**TRY IT**
Answer these questions using the text on Massachusetts special education placement rules.
1. At least how many school days before the placement meeting must another responsible school district get notice of it?
2. Which regulation holds the general procedure for a Team considering an out-of-district placement?
3. When the Team finds that a METCO student may need an out-of-district placement, within how many school days must it notify the school district where the student lives?

(TEXT FOR ANALYSIS begins)

The pertinent substantive law in this case is found in Massachusetts special education regulations governing, first, general procedures in all situations where a child may need an out-of-district educational placement and, second, application of those procedures to special education students who attend so-called “program schools,” defined at 603 CMR 28.02 to include “the school in which the student is enrolled according to the provisions of…MGL c. 76, §12A (METCO)…”

The generally-applicable regulations are found at 603 CMR 28.06(2)(e) and outline the requisite procedure whenever a Team is considering an out-of-district placement for a student, regardless of whether the student is enrolled in a program school, as follows:

  1. Placement Meeting. Upon developing the IEP, if the needs of the student and the services identified by the Team are complex, and the Team is considering an initial placement out-of-district…the school district may schedule a separate Team meeting to determine placement…
    1. Any other school district that may be financially or programmatically responsible for the student shall be invited to participate in the placement meeting and shall receive notice of such meeting at least five school days prior to the meeting…
    2. Prior to the placement meeting, the school district and parent shall investigate in-district and out-of-district placement options in light of the student’s needs and identified services required.
    3. At the placement meeting, the district and the parent shall report on the investigation of in-district and out-of-district options in light of the student’s needs and identified services required.
    4. At the placement meeting, the district and the parent shall report on the investigation of in-district and out of district options. If an in-district program can provide the services on the IEP, such program shall be identified at the placement meeting and provided by the district; if not, the placement Team shall identify an out-of-district placement.

    Id.

Additional regulations, found at 603 CMR 28.10(6), prescribe the protocol for situations where a student who is enrolled in a program school such as METCO may need an out of district placement to receive a FAPE, and allocate responsibility between the program school and the child’s district of residence, as follows:

(6) Program Schools: A program school shall have programmatic and financial responsibility for enrolled students, subject only to specific finance provisions of any pertinent state law…Specific provisions for program schools are as follows:

  1. For…schools attended under MGL c. 76, §12A (METCO), when the Team determines that the student may need an out-of-district placement, the Team shall conclude the meeting pursuant to 603 CMR 28.06(2)(e) without identifying a specific placement type, and shall notify the school district where the student resides within two school days.

(TEXT FOR ANALYSIS ends)
(DATA RECORDS begins)

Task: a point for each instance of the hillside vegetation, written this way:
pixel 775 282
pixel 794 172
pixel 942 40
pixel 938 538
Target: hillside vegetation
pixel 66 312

(DATA RECORDS ends)
(DATA RECORDS begins)

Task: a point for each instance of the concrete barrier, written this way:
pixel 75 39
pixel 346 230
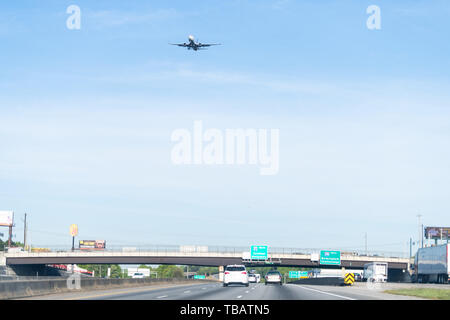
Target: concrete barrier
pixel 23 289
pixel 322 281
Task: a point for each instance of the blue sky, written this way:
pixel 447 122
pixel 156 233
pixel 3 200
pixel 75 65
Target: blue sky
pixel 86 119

(DATA RECORDS ends)

**PROBLEM SOLUTION**
1. Five school days.
2. 603 CMR 28.06(2)(e).
3. Two school days.